__Task prompt__
Locate every line in the rows below that contains the word "with", and copy each such line.

__Data records__

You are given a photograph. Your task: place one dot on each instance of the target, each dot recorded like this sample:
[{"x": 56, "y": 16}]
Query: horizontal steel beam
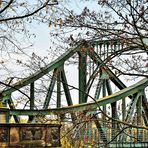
[
  {"x": 55, "y": 64},
  {"x": 87, "y": 106}
]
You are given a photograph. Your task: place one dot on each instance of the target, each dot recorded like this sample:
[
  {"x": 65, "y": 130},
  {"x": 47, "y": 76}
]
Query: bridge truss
[{"x": 104, "y": 120}]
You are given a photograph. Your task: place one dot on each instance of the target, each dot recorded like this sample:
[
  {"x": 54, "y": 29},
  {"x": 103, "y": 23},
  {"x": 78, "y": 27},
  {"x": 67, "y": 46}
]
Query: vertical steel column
[
  {"x": 123, "y": 109},
  {"x": 59, "y": 89},
  {"x": 139, "y": 118},
  {"x": 11, "y": 105},
  {"x": 31, "y": 100},
  {"x": 66, "y": 88},
  {"x": 82, "y": 76},
  {"x": 50, "y": 89},
  {"x": 113, "y": 110},
  {"x": 104, "y": 94},
  {"x": 67, "y": 93},
  {"x": 32, "y": 96}
]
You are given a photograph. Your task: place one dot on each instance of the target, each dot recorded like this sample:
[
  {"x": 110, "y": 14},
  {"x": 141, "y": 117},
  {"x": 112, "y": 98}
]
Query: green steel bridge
[{"x": 107, "y": 119}]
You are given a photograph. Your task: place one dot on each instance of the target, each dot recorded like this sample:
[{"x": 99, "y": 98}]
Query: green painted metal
[
  {"x": 32, "y": 95},
  {"x": 66, "y": 88},
  {"x": 43, "y": 71},
  {"x": 31, "y": 100},
  {"x": 82, "y": 76},
  {"x": 50, "y": 89},
  {"x": 91, "y": 105},
  {"x": 139, "y": 119},
  {"x": 98, "y": 89},
  {"x": 59, "y": 89}
]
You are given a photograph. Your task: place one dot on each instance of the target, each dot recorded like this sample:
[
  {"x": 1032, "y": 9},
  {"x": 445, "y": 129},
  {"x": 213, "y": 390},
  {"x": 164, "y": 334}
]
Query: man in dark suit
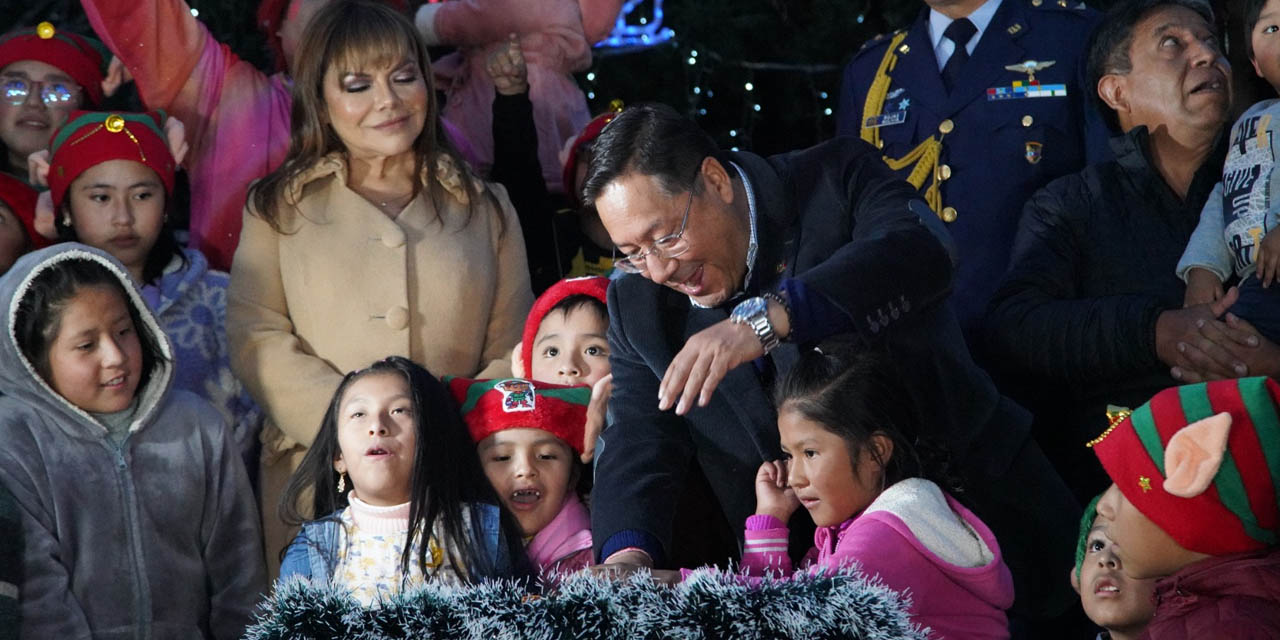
[
  {"x": 981, "y": 124},
  {"x": 739, "y": 261}
]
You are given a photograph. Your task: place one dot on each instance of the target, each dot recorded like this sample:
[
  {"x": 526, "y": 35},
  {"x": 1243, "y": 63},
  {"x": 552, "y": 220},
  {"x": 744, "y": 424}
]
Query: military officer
[{"x": 977, "y": 126}]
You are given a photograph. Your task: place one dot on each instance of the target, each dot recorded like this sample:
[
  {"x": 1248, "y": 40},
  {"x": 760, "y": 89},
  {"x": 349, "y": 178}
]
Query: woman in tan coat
[{"x": 371, "y": 240}]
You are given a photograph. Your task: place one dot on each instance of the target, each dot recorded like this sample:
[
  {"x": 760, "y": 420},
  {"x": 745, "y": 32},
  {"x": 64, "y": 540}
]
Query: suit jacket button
[{"x": 397, "y": 318}]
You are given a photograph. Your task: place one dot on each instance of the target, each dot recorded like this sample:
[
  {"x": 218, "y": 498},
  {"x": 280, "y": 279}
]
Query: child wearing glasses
[{"x": 45, "y": 74}]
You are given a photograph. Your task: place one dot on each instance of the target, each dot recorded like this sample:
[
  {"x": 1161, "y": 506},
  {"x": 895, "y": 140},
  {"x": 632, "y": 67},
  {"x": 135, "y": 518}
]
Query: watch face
[{"x": 750, "y": 307}]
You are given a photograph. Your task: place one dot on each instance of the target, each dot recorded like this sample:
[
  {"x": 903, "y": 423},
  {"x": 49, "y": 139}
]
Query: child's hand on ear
[{"x": 772, "y": 494}]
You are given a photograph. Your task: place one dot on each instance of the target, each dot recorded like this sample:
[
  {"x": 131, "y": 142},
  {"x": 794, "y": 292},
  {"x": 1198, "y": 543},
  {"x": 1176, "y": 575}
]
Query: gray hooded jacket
[{"x": 155, "y": 538}]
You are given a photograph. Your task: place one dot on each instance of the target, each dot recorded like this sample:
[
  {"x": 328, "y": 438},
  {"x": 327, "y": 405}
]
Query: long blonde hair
[{"x": 355, "y": 33}]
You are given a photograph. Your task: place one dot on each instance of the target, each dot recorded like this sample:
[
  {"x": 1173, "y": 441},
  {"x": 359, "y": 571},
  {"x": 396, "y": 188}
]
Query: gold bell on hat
[{"x": 114, "y": 123}]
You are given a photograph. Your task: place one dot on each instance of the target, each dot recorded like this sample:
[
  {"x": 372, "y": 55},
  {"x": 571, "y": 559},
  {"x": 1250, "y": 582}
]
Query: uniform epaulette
[
  {"x": 1070, "y": 5},
  {"x": 873, "y": 42}
]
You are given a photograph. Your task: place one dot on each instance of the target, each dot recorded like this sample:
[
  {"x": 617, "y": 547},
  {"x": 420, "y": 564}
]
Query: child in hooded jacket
[
  {"x": 112, "y": 178},
  {"x": 850, "y": 458},
  {"x": 137, "y": 515}
]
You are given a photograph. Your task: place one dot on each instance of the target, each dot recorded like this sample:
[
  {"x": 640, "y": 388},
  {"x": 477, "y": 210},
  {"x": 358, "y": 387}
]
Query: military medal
[{"x": 1031, "y": 87}]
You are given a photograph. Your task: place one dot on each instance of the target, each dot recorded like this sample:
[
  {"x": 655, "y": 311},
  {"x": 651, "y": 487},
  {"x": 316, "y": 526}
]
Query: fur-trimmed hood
[{"x": 18, "y": 376}]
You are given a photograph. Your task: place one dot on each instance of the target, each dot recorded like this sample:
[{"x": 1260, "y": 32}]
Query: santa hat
[
  {"x": 21, "y": 199},
  {"x": 492, "y": 406},
  {"x": 1202, "y": 462},
  {"x": 82, "y": 58},
  {"x": 270, "y": 18},
  {"x": 593, "y": 286},
  {"x": 90, "y": 138},
  {"x": 575, "y": 149}
]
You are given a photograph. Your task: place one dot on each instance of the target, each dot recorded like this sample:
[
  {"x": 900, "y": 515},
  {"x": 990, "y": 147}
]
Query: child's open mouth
[{"x": 526, "y": 497}]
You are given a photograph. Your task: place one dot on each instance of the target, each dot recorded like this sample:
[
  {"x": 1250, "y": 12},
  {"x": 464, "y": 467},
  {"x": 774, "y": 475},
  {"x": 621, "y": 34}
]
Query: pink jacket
[
  {"x": 1235, "y": 597},
  {"x": 954, "y": 600},
  {"x": 565, "y": 544},
  {"x": 556, "y": 37},
  {"x": 237, "y": 117}
]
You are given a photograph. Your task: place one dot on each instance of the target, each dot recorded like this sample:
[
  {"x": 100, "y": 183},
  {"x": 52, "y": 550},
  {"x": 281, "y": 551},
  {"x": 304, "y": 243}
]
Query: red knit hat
[
  {"x": 1238, "y": 510},
  {"x": 492, "y": 406},
  {"x": 21, "y": 200},
  {"x": 593, "y": 286},
  {"x": 82, "y": 58},
  {"x": 90, "y": 138},
  {"x": 270, "y": 18},
  {"x": 589, "y": 133}
]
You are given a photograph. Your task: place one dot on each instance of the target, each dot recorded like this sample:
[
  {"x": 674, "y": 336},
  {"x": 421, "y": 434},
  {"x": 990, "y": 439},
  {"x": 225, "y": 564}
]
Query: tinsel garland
[{"x": 709, "y": 604}]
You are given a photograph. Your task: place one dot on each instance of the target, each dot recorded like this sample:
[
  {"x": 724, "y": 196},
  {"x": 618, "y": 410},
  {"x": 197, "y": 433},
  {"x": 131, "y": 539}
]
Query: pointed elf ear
[
  {"x": 117, "y": 76},
  {"x": 176, "y": 133},
  {"x": 37, "y": 168},
  {"x": 517, "y": 364},
  {"x": 45, "y": 219},
  {"x": 1194, "y": 455}
]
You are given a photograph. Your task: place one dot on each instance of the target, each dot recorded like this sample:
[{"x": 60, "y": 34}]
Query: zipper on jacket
[{"x": 141, "y": 585}]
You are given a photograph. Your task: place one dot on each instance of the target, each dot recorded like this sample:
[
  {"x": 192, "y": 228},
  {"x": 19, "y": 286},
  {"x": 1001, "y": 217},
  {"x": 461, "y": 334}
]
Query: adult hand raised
[
  {"x": 1260, "y": 355},
  {"x": 703, "y": 362}
]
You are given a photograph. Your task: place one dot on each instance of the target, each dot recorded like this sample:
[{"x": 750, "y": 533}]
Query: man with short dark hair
[
  {"x": 740, "y": 261},
  {"x": 1091, "y": 307}
]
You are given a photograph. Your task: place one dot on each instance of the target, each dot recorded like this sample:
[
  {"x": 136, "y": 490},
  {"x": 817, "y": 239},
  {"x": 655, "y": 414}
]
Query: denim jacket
[{"x": 314, "y": 553}]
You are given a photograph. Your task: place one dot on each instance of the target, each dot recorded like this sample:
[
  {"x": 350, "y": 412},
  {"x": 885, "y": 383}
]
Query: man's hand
[
  {"x": 506, "y": 67},
  {"x": 1260, "y": 355},
  {"x": 1267, "y": 259},
  {"x": 595, "y": 415},
  {"x": 772, "y": 494},
  {"x": 703, "y": 362},
  {"x": 1202, "y": 287}
]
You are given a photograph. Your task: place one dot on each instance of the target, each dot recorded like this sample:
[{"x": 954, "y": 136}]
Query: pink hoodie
[
  {"x": 918, "y": 540},
  {"x": 237, "y": 117},
  {"x": 565, "y": 544}
]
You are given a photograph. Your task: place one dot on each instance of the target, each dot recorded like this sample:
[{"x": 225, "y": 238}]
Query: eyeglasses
[
  {"x": 666, "y": 247},
  {"x": 53, "y": 94}
]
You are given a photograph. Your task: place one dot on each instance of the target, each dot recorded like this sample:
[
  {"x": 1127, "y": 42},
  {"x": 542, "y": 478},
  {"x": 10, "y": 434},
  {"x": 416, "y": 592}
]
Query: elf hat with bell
[
  {"x": 492, "y": 406},
  {"x": 1203, "y": 464}
]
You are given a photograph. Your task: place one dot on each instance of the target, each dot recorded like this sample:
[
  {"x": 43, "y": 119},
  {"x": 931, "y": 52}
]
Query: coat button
[{"x": 397, "y": 318}]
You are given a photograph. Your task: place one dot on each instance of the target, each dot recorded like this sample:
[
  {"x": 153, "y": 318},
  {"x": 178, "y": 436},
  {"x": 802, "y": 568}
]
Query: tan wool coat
[{"x": 346, "y": 284}]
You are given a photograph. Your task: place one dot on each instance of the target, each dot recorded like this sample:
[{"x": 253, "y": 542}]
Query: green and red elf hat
[
  {"x": 593, "y": 286},
  {"x": 21, "y": 199},
  {"x": 82, "y": 58},
  {"x": 1233, "y": 506},
  {"x": 90, "y": 138},
  {"x": 575, "y": 149},
  {"x": 492, "y": 406}
]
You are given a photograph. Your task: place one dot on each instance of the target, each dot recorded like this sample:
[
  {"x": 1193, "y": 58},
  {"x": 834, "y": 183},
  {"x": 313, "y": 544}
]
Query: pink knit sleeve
[{"x": 766, "y": 547}]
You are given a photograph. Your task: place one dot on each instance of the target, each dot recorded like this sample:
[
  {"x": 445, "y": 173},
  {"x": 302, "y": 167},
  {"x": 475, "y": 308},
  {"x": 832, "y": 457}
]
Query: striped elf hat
[
  {"x": 82, "y": 58},
  {"x": 90, "y": 138},
  {"x": 492, "y": 406},
  {"x": 1237, "y": 511}
]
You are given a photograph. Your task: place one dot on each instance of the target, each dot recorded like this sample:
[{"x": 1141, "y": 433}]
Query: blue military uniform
[{"x": 979, "y": 152}]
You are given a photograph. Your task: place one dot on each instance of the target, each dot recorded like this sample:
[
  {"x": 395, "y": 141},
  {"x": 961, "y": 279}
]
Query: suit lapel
[
  {"x": 996, "y": 49},
  {"x": 918, "y": 68}
]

__Written answer__
Query: man with short dark hair
Query: elf hat with bell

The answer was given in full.